■ REQUIREMENT 1
Rewrite the Oracle-to-Hadoop text from "Some time ago" to "in batch mode.", using "Hadoop file system" in place of "HDFS".
■ REQUIREMENT 2
Extend the Oracle-to-Hadoop text, starting after its final sentence.

>> START SUPPLIED TEXT

Some time ago I started to explain how to move data to the Hadoop Distributed File  System (HDFS) from different sources. In my first blogpost about this I told about batch data loading from generic Linux (or even Unix) serversToday I’m going to explain some best practices about data
movement (offloading) from the Oracle Database to the HDFS in batch mode.
Generally speaking there are two major ways:
Sqoop and Copy2Hadoop.
You may also think about
Oracle Table Access for Hadoop (OTA4H), but it’s
not right use case for this product. OTA4H was designed for querying relatively
small Oracle Tables from Hadoop (Hive or Spark), but not for offloading big
amount of data.

Sqoop.

Sqoop is open source tool designed to data export/import
from Database. Any JDBC compatible database may be used with sqoop. This is
MapReduce job that creates few sessions (equal number of mappers) in DB and
each session generates SQL that query its part of table. If I run MapReduce job
with single mapper, then I would get one SQL statement into Database and sqoop
doesn’t need to distribute job across the whole table. But if I want to
accelerate this process I may use multiple mappers (sessions into database).
That’s fine, but now I need to decide how to distribute parts of the table
between Mappers. For resolve this, sqoop introduce the “split-by”
column 
term. While you run Sqoop job you specify number of the mappers with –m key
(by default there are 4 mappers) as well as split-by column. After submitting the job, sqoop generates bound query, like:

 

 select min(split_by_col), max(split_by_col) from table

And then based on its output, generate SQLs. For example, if
I specify 4 mappers, query will return 1 as the minimum and 10 000 as the
maximum, follow queries will be generated:

 


select * from table where split_by_col>=1 and split_by_col<2500


select * from table where split_by_col>=2500 and split_by_col<5000

select * from table where split_by_col>=5000 and split_by_col<7500

select * from table where split_by_col>=7500 and split_by_col=<10000

Good approach when you have incremental column, like a
primary key, but it’s disaster when not. Good new that you could specify some
function, like mod (--split-by 'mod(subs_key,30)') and smooth this uneven
distribution. Ok, it was a theory now let’s start test and tune performance.

>> END SUPPLIED TEXT
>> START RECORD LIST

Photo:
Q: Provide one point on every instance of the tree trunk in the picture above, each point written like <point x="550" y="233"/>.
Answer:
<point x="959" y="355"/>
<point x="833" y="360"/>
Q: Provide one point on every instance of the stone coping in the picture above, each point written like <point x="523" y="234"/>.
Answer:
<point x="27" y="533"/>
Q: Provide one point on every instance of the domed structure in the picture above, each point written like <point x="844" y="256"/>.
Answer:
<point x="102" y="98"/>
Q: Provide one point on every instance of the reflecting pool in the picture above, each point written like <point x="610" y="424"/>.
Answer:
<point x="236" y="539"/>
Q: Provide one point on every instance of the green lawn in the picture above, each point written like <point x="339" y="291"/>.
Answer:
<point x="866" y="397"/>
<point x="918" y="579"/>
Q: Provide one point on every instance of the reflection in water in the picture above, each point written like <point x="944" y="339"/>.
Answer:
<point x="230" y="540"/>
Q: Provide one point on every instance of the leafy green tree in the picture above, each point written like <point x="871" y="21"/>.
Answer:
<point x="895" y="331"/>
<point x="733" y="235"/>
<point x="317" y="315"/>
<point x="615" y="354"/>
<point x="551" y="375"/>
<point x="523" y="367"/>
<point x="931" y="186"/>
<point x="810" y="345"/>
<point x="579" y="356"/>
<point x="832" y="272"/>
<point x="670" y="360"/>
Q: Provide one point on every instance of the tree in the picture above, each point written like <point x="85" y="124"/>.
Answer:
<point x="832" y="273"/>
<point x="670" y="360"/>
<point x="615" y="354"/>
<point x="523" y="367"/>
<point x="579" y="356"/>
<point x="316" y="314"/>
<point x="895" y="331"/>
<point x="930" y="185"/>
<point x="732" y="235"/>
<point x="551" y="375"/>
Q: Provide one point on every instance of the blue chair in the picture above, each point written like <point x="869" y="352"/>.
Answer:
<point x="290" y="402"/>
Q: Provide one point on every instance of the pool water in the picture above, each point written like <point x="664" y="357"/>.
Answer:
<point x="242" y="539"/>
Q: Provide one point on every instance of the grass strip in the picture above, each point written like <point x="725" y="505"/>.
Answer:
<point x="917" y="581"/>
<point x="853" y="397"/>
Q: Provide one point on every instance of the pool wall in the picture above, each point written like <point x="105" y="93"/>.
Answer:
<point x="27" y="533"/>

>> END RECORD LIST

■ TASK RESULT 1
Some time ago I started to explain how to move data to the Hadoop Distributed File  System (Hadoop file system) from different sources. In my first blogpost about this I told about batch data loading from generic Linux (or even Unix) serversToday I’m going to explain some best practices about data
movement (offloading) from the Oracle Database to the Hadoop file system in batch mode.

■ TASK RESULT 2
Test environment.

For perform this exercise I got quarter rack of Exadata x5-2 (Oracle Database Appliance) and starter rack of Big Data Appliance (Hadoop optimized Appliance). They were connected by
Infiniband as well as Ethernet.

Test enviroment

Into database I loaded CDR like data (actually
it doesn’t matter, just consider it like a some random data) and compress it
with few type of compressions:

 

 Table name  Type of compression  Table size, GB
 ORCL_DPI  Not compressed 1710.96
 ORCL_DPI_COMPRESS  Oracle Basic compression 535.15
 ORCL_DPI_QH  Exadata query high compression 206.15
 ORCL_DPI_AH  Exadata archive high compression 189.21

basic part of DDL is the same (varay only compress options) for every table, like:

 

create table orcl_dpi(

msisdn number,

sgsn varchar2(4000),

src_ip varchar2(4000),

src_port number,

dst_ip varchar2(4000),

dst_port number,

trans_ip varchar2(4000),

trans_port number,

hostname varchar2(4000),

uri varchar2(4000),

start_time varchar2(4000),

stop_time varchar2(4000),

bytes number);

Within my first test I moved from the Database uncompressed table and I’ve used follow sqoop command:

 

sqoop import -D mapred.job.name='default general sqoop' --connect jdbc:oracle:thin:@'(DESCRIPTION=(LOAD_BALANCE=YES)(ADDRESS=(PROTOCOL=TCP)(HOST=exadatanode01)(PORT=1521))(ADDRESS=(PROTOCOL=TCP)(HOST=exadatanode02)(PORT=1521))(CONNECT_DATA=(SERVICE_NAME=orcl.my.company)))' --username bds --password bds --table orcl_dpi --as-textfile --delete-target-dir --target-dir /tmp/sqoop_test --columns "msisdn,sgsn,src_ip,src_port ,dst_ip ,dst_port ,trans_ip,trans_port,hostname,uri ,start_time,stop_time,bytes" --split-by msisdn

and after 4 hours and 15 minutes I was completely frustrated by performance. Then I’ve remembered that I heard about special version of the sqoop for Oracle Database that named OraOop, it uses some features of Oracle Database (this sqoop edition could be used only over Oracle DB), for example rowid. Instead of generation SQLs with split-by based distribution, it divide the table on equal portion and query it by rowed, like this:

 

Seems, that it have to be much better. This version is contributed within BDA and for start using it you just have to specify --direct key. Trust, but verify. For checking this I ran follow command:

 

 

 

sqoop import -D mapred.job.name='default oraoop' --direct --connect jdbc:oracle:thin:@'(DESCRIPTION=(LOAD_BALANCE=YES)(ADDRESS=(PROTOCOL=TCP)(HOST=exadatanode01)(PORT=1521))(ADDRESS=(PROTOCOL=TCP)(HOST=exadatanode02)(PORT=1521))(CONNECT_DATA=(SERVICE_NAME=orcl.my.company)))' --username bds --password bds --table orcl_dpi --as-textfile --delete-target-dir --target-dir /tmp/sqoop_test

 

 

 

and after 3 hours 48 minutes was again frustrated by this Job Performance. Reason for that is small amount of mappes (only 4). So, we have a lot of resources on the DB side as well as on the BDA side, but don’t use them. I went to the Hadoop MapReduce job details and understood why. We use only 4 mappers (it's Sqoop default).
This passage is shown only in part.